Give the listing again in full, exactly as written.

Provided material.
....................

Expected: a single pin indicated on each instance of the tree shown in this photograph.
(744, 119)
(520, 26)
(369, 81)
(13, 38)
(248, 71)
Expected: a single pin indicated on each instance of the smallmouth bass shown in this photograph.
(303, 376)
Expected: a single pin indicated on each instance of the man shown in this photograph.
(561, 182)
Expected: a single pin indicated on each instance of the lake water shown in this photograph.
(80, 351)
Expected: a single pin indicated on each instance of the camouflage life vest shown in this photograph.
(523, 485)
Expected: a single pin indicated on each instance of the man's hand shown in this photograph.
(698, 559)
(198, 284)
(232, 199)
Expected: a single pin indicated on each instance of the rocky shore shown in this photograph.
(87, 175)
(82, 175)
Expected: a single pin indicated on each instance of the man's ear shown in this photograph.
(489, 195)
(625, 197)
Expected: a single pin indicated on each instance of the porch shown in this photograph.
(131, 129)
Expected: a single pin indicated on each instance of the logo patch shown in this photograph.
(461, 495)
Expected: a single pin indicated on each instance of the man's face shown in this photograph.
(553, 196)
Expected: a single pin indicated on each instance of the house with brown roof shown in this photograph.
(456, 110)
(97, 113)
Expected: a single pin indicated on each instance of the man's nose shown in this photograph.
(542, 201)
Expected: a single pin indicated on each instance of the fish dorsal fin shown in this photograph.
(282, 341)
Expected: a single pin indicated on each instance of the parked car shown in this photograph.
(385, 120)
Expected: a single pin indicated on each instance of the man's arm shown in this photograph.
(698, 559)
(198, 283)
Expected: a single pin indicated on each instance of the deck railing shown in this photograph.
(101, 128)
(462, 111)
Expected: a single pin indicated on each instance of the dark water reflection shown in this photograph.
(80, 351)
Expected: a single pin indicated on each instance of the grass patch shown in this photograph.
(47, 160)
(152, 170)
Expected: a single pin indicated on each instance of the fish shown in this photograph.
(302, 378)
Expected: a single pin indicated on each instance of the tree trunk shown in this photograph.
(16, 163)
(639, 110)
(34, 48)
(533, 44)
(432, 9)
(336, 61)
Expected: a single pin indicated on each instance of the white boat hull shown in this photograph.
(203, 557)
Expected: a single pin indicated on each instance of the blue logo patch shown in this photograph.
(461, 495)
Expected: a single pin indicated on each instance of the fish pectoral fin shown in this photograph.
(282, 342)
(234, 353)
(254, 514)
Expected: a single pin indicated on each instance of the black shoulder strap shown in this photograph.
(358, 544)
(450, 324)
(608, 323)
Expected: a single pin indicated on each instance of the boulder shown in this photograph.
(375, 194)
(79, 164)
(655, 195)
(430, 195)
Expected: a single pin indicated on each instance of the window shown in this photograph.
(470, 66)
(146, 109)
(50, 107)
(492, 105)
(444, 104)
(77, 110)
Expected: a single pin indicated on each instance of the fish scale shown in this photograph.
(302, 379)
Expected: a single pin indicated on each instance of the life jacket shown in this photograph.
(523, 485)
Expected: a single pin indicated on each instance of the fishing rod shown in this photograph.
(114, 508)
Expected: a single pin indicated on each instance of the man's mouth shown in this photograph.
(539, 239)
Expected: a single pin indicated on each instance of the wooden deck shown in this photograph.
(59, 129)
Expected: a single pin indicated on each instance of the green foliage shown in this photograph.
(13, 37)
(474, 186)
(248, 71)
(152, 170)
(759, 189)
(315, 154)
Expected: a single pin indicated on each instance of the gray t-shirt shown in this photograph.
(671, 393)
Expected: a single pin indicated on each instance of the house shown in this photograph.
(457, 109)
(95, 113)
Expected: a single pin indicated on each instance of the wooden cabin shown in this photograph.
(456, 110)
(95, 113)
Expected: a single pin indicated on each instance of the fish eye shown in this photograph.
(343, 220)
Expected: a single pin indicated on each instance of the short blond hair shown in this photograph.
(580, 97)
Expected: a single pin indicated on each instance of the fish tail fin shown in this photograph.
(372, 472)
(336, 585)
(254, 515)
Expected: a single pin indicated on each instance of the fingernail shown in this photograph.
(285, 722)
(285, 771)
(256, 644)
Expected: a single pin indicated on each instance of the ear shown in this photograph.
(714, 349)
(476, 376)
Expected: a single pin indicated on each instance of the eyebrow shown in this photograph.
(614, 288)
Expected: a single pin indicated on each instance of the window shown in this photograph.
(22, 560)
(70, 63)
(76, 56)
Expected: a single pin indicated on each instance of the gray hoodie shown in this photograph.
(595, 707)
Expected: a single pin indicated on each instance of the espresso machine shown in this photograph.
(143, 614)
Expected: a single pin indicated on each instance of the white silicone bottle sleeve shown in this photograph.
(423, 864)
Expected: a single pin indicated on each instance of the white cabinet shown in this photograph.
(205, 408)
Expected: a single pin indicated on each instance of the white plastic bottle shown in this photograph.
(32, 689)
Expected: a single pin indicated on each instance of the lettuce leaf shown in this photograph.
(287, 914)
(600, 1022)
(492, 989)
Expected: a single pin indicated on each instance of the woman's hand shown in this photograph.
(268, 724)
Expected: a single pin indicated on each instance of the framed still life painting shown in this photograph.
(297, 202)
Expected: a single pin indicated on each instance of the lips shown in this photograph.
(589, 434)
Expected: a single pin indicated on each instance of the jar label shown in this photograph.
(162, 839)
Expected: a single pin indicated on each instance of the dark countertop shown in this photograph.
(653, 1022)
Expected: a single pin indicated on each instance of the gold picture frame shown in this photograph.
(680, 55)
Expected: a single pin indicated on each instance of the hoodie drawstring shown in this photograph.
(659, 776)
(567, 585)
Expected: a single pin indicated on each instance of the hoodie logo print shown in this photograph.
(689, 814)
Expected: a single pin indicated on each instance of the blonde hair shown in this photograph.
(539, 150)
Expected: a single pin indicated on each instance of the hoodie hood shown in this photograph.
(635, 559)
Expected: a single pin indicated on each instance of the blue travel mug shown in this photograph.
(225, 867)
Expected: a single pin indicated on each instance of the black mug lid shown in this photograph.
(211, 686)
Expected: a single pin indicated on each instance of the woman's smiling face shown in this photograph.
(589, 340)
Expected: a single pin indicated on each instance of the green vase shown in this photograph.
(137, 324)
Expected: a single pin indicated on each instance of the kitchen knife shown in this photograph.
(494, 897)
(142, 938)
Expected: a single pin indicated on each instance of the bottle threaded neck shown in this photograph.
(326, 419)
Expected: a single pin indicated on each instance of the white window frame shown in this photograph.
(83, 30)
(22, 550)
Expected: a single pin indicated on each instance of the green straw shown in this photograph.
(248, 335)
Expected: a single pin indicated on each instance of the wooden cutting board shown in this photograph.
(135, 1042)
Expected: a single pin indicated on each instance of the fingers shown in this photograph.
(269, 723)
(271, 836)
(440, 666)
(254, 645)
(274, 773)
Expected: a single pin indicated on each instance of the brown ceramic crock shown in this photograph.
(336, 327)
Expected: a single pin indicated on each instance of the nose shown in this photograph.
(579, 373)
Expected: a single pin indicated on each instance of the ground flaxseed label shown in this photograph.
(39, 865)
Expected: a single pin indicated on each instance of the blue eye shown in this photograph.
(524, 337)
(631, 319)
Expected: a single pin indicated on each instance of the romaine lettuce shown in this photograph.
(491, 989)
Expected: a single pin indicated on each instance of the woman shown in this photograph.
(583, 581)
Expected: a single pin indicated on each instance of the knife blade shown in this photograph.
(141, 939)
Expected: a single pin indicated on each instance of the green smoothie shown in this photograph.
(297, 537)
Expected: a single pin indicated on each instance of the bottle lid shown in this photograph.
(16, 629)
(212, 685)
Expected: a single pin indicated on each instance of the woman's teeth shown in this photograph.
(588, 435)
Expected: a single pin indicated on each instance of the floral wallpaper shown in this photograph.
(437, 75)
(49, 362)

....................

The completed task.
Expected: a single pin indicated on each instance of the tree shown in this photograph.
(744, 119)
(520, 26)
(369, 81)
(13, 38)
(248, 71)
Expected: a single pin indicated on each instance of the smallmouth bass shown in this photograph.
(303, 376)
Expected: a single pin indicated on each instance of the man shown in this photograph.
(561, 182)
Expected: a single pin indicated on each instance of the lake water shown in this photograph.
(80, 351)
Expected: a single pin indicated on each instance of the camouflage life vest shown in this photograph.
(523, 485)
Expected: a single pin indicated on each instance of the man's hand shown in this photograph.
(698, 559)
(198, 284)
(232, 199)
Expected: a single pin indicated on each instance of the rocky shore shown in this photograph.
(87, 175)
(82, 175)
Expected: a single pin indicated on each instance of the man's ear shown in this photograph.
(489, 195)
(625, 197)
Expected: a single pin indicated on each instance of the porch shown in this photograph.
(131, 129)
Expected: a single pin indicated on each instance of the logo patch shown in this photograph.
(461, 495)
Expected: a single pin indicated on each instance of the man's face shown in this photograph.
(553, 196)
Expected: a single pin indicated on each instance of the house with brown roof shown in this photograph.
(456, 110)
(97, 113)
Expected: a single pin indicated on each instance of the man's nose shown in this photograph.
(542, 201)
Expected: a single pin indicated on each instance of the fish dorsal fin shown in this photograph.
(282, 341)
Expected: a single pin indicated on each instance of the parked car shown in this photograph.
(385, 120)
Expected: a single pin indicated on each instance of the man's arm shown in this photograph.
(698, 559)
(198, 283)
Expected: a single pin indicated on each instance of the deck railing shown in this photograph.
(101, 128)
(462, 111)
Expected: a single pin indicated on each instance of the dark water reflection shown in this photograph.
(80, 351)
Expected: a single pin indicated on each instance of the grass patch shown in this photograph.
(47, 160)
(152, 170)
Expected: a single pin indicated on each instance of the fish shown in this photograph.
(302, 378)
Expected: a single pin indicated on each instance of the tree trunk shown in this photograph.
(16, 163)
(639, 110)
(34, 48)
(533, 44)
(432, 9)
(336, 61)
Expected: a single pin indicated on each instance of the white boat hull shown in this photograph.
(203, 557)
Expected: a single pin indicated on each instance of the blue logo patch shown in this photograph.
(461, 495)
Expected: a single pin indicated on each instance of the fish pectoral fin shown in this photograph.
(282, 342)
(234, 353)
(254, 514)
Expected: a single pin indicated on each instance of the black shoulder strap shown in this photograph.
(358, 544)
(450, 324)
(608, 323)
Expected: a single pin indicated on each instance of the boulder shown in this photograph.
(375, 194)
(79, 164)
(655, 195)
(430, 195)
Expected: a single pin indicated on each instance of the window shown in this photograph.
(470, 66)
(146, 109)
(50, 107)
(492, 105)
(444, 104)
(77, 110)
Expected: a single pin indicated on each instance of the fish scale shown in this photograph.
(302, 379)
Expected: a single pin indicated on each instance of the life jacket shown in this photograph.
(523, 485)
Expected: a single pin indicated on each instance of the fishing rod shown in this photograph.
(114, 508)
Expected: a single pin indicated on each instance of the man's mouth shown in this photograph.
(539, 239)
Expected: a single pin indicated on each instance of the wooden deck shown in this photograph.
(59, 129)
Expected: a single pin indicated on each instance of the green foliage shown in this photograph.
(13, 37)
(474, 186)
(248, 71)
(152, 170)
(759, 189)
(315, 154)
Expected: a single pin indicated on each instance of the gray t-shirt shown in this photograph.
(671, 393)
Expected: a single pin indicated on each instance of the house shown in this photograph.
(457, 109)
(95, 113)
Expected: a single pin indicated on each instance of the wooden cabin shown in this photograph.
(456, 110)
(95, 113)
Expected: a single pin indicated on each instance of the fish eye shown in this photograph.
(343, 220)
Expected: a single pin indicated on each instance of the short blond hair shown in this photograph.
(580, 97)
Expected: a single pin indicated on each instance of the fish tail fin shown in this photograph.
(372, 472)
(336, 585)
(254, 515)
Expected: a single pin indicated on each instance of the fingernail shown in this photograph.
(285, 722)
(285, 771)
(256, 644)
Expected: a single pin indicated on each instance of the ear shown in this photograph.
(714, 349)
(476, 376)
Expected: a single pin indicated on each instance of the eyebrow shown in this photograph.
(614, 288)
Expected: a single pin indicated on each instance of the window shown in this photograph.
(22, 560)
(70, 63)
(76, 56)
Expected: a single pin indicated on each instance of the gray hoodie shown in this photograph.
(595, 707)
Expected: a single pin indicated on each instance of the espresso machine shown in this photograph.
(143, 614)
Expected: a single pin indicated on each instance of the white silicone bottle sleeve shown in this photograph.
(423, 864)
Expected: a single pin indicated on each instance of the white cabinet shown in this photograph.
(205, 408)
Expected: a single pin indicated on each instance of the white plastic bottle shown in this photograph.
(32, 689)
Expected: a single pin indicated on each instance of the lettuce leaf shown in this photograph.
(287, 914)
(600, 1022)
(492, 989)
Expected: a single pin indicated on each instance of the woman's hand shown in this photograph.
(268, 724)
Expected: a single pin indicated on each instance of the framed still life painting shown in this photograph.
(297, 202)
Expected: a single pin indicated on each instance of the lips shown in this photograph.
(589, 434)
Expected: a single pin indicated on each instance of the jar label shown in this photograph.
(162, 839)
Expected: a single pin indicated on each instance of the dark countertop shown in this photograph.
(653, 1022)
Expected: a single pin indicated on each instance of the gold picture frame shown in this photograph.
(680, 55)
Expected: a single pin indicated on each instance of the hoodie drawstring shown in this photograph.
(659, 776)
(567, 585)
Expected: a single pin indicated on each instance of the hoodie logo print shown in this photograph.
(689, 814)
Expected: a single pin indicated on each instance of the blonde hair shown in this photograph.
(539, 150)
Expected: a single pin indicated on each instance of the hoodie hood shown in this photograph.
(635, 559)
Expected: a single pin indicated on each instance of the blue travel mug shown in this photograph.
(225, 867)
Expected: a single pin indicated on each instance of the black mug lid shown in this photograph.
(211, 686)
Expected: a single pin indicated on each instance of the woman's smiling face shown in this photograph.
(589, 340)
Expected: a single pin indicated on each instance of the green vase shown in this photograph.
(137, 324)
Expected: a single pin indicated on each instance of the kitchen knife shown in this photograph.
(494, 897)
(142, 938)
Expected: a single pin indicated on each instance of the bottle threaded neck shown in this photograph.
(326, 419)
Expected: a single pin indicated on each instance of the white window frame shown in this photograph.
(83, 30)
(22, 550)
Expected: a single pin indicated on each instance of the green straw shown in this photograph.
(248, 335)
Expected: a single pin indicated on each instance of the wooden cutting board shown in this photograph.
(135, 1042)
Expected: a single pin indicated on each instance of the fingers shown in this photograph.
(269, 723)
(271, 836)
(440, 666)
(254, 645)
(274, 773)
Expected: a single pin indicated on each instance of the brown ceramic crock shown in this photograph.
(336, 327)
Expected: a single pin indicated on each instance of the nose shown in this photograph.
(579, 373)
Expected: a single pin indicated on each instance of the ground flaxseed label shown in this photograph.
(39, 865)
Expected: a single pin indicated on each instance of the blue eye shown in this photograph.
(524, 337)
(631, 319)
Expected: a single pin indicated on each instance of the romaine lettuce shown in this photograph.
(491, 989)
Expected: a single pin indicated on each instance of the woman shown in this photograph.
(583, 581)
Expected: a single pin indicated on each instance of the knife blade shown in this photograph.
(141, 939)
Expected: a single pin indicated on each instance of the green smoothie shown in this photograph.
(297, 537)
Expected: a single pin indicated on each instance of the bottle lid shown in this photograph.
(16, 629)
(212, 685)
Expected: a single pin indicated on each instance of the woman's teeth shown in this photograph.
(588, 435)
Expected: a single pin indicated on each instance of the floral wallpaper shown in this photograph.
(437, 75)
(49, 362)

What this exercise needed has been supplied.